Texte présenté:
Ce que vous évoquez là, c’est la crise du résultat, qui a effectivement émergé à partir du début des années 2000. Mais elle n’est que la pointe immergée de l’iceberg et ne saurait expliquer à elle-seule la situation actuelle. J’essaye de montrer que la PRAF-attitude renvoie à un ébranlement beaucoup plus profond de la société. Certes, le double quinquennat de Nicolas Sarkozy et de François Hollande constitue pour les Français une décennie de déception. Mais ce qui est en jeu, c’est aussi le rôle des réseaux sociaux, les mutations de l’information, l’individualisation croissante de la société, l’effondrement de la morale publique et la crise de l’exemplarité. C’est aussi notre rapport à l’impôt et à ce qu’on a appelé la "critique de l’assistanat". Face à ces bouleversements, la politique, ne sachant plus comment faire, s’est enfermée dans un jeu de postures dont j’analyse les plus fréquentes et leurs effets ravageurs. Et dont une part croissante de Français n’est pas dupe.

Objectif A: Présentez sous forme de liste numérotée les lignes des enregistrements, de la ligne contenant « In this exercise you will mark the bare » jusqu'à la fin des enregistrements incluse, en omettant les lignes vides et les images.
Objectif B: Poursuivez le texte sur la PRAF-attitude à partir de l'endroit où il s'arrête.

Données fournies:
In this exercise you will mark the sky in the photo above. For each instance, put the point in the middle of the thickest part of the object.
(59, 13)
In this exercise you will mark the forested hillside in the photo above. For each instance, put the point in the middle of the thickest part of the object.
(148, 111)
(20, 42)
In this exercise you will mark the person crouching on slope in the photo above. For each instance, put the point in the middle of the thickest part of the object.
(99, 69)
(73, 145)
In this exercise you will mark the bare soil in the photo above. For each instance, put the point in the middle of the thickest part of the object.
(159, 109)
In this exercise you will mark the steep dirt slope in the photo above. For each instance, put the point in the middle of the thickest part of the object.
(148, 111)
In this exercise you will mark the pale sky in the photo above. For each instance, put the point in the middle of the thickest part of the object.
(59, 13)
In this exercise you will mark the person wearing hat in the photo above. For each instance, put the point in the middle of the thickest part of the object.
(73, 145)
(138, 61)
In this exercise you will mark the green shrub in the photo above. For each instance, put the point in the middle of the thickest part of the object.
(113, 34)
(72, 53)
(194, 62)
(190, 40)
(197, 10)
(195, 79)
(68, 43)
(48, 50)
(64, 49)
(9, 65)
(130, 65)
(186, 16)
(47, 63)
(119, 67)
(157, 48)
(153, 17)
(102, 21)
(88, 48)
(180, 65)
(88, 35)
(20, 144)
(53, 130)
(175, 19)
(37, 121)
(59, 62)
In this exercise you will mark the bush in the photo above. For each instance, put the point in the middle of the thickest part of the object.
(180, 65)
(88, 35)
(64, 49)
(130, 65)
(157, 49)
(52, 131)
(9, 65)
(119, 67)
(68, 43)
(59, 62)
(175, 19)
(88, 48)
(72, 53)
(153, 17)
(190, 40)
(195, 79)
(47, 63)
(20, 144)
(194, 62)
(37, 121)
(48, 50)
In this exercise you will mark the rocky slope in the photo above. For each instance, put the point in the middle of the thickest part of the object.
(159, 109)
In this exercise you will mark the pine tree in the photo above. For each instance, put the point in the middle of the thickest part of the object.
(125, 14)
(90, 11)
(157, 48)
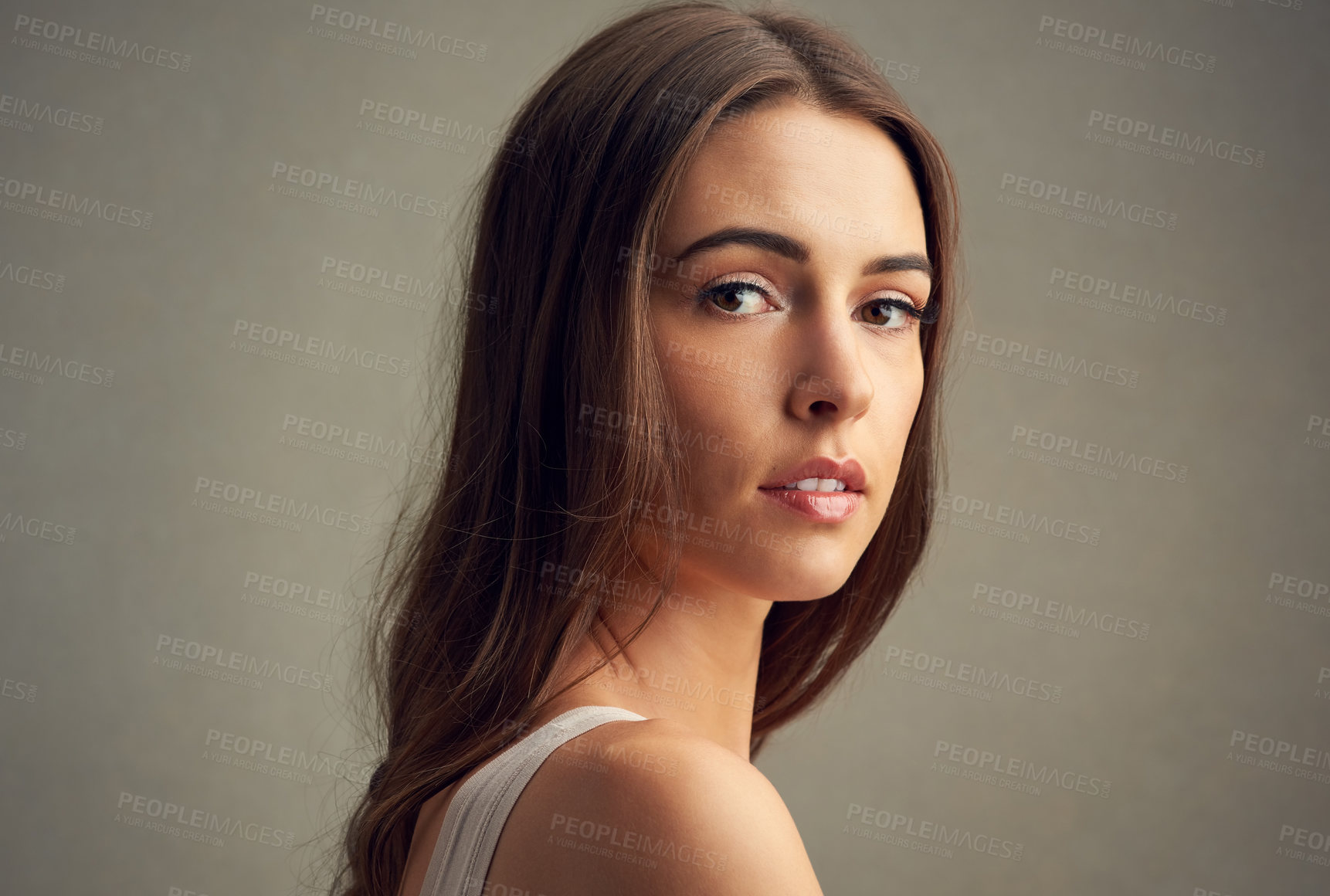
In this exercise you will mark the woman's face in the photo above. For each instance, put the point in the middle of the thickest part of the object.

Résultat attendu A:
1. In this exercise you will mark the bare soil in the photo above. For each instance, put the point in the middle of the thickest part of the object.
2. (159, 109)
3. In this exercise you will mark the steep dirt slope in the photo above. For each instance, put the point in the middle of the thickest part of the object.
4. (148, 111)
5. In this exercise you will mark the pale sky in the photo above. For each instance, put the point in the middle of the thickest part of the object.
6. (59, 13)
7. In this exercise you will mark the person wearing hat in the photo above. For each instance, put the point in the middle of the thickest part of the object.
8. (73, 145)
9. (138, 61)
10. In this exercise you will mark the green shrub in the photo above. For each instance, put the point in the middle of the thickest part of the object.
11. (113, 34)
12. (72, 53)
13. (194, 62)
14. (190, 40)
15. (197, 10)
16. (195, 79)
17. (68, 43)
18. (48, 50)
19. (64, 49)
20. (9, 65)
21. (130, 65)
22. (186, 16)
23. (47, 63)
24. (119, 67)
25. (157, 48)
26. (153, 17)
27. (102, 21)
28. (88, 48)
29. (180, 65)
30. (88, 35)
31. (20, 144)
32. (53, 130)
33. (175, 19)
34. (37, 121)
35. (59, 62)
36. In this exercise you will mark the bush in the photo above. For each instance, put the point in the middle of the thickest part of the object.
37. (180, 65)
38. (88, 35)
39. (64, 49)
40. (130, 65)
41. (157, 49)
42. (52, 131)
43. (9, 65)
44. (119, 67)
45. (68, 43)
46. (59, 62)
47. (175, 19)
48. (88, 48)
49. (72, 53)
50. (153, 17)
51. (190, 40)
52. (195, 79)
53. (47, 63)
54. (20, 144)
55. (194, 62)
56. (37, 121)
57. (48, 50)
58. In this exercise you will mark the rocky slope in the photo above. For each instance, put the point in the middle of the thickest part of the object.
59. (159, 109)
60. In this exercise you will mark the pine tree in the photo above. For each instance, put the point in the middle of the thickest part of the object.
61. (125, 14)
62. (90, 11)
63. (157, 48)
64. In this exercise you will mark the woman's face in the photo above. For each instance, put the point in the middle of the thickest part of the object.

Résultat attendu B:
Mais si le désaveu est à ce point massif, pourquoi les Français vont-ils encore voter ?
La fonction centrale d’une campagne électorale, a fortiori une présidentielle, est de réengager des abstentionnistes potentiels. De leur redonner le goût et l’espoir qu’à travers le vote, la désignation d’un représentant et la mise en œuvre d’une politique, les choses iront mieux. Il n’y a donc pas, heureusement, un lien mécanique et absolu entre la PRAF-attitude et l’abstention…
Vous voulez dire que tous les PRAFistes ne sont pas des abstentionnistes ?
…Exactement ! Mais attention : d’abord, l’abstention électorale a globalement progressé en France même si les deux dernières présidentielles ont bien mobilisé. Ensuite, rien ne dit que la présidentielle de 2017 va générer une aussi bonne participation qu’en 2012 et 2007, je pense même le contraire. Enfin, plus vous cumulez des attributs de la PRAF-attitude et plus vous avez des chances de vous abstenir.
« Quand vous êtes en colère ou déçu, vous êtes toujours dans une forme de relation. En revanche, l’indifférence ou le dégoût signifie sa fin... »
Précisément, les PRAFistes représenteraient, dites-vous, environ un tiers de l’éléctorat. Quel est le profil type du PRAFiste ?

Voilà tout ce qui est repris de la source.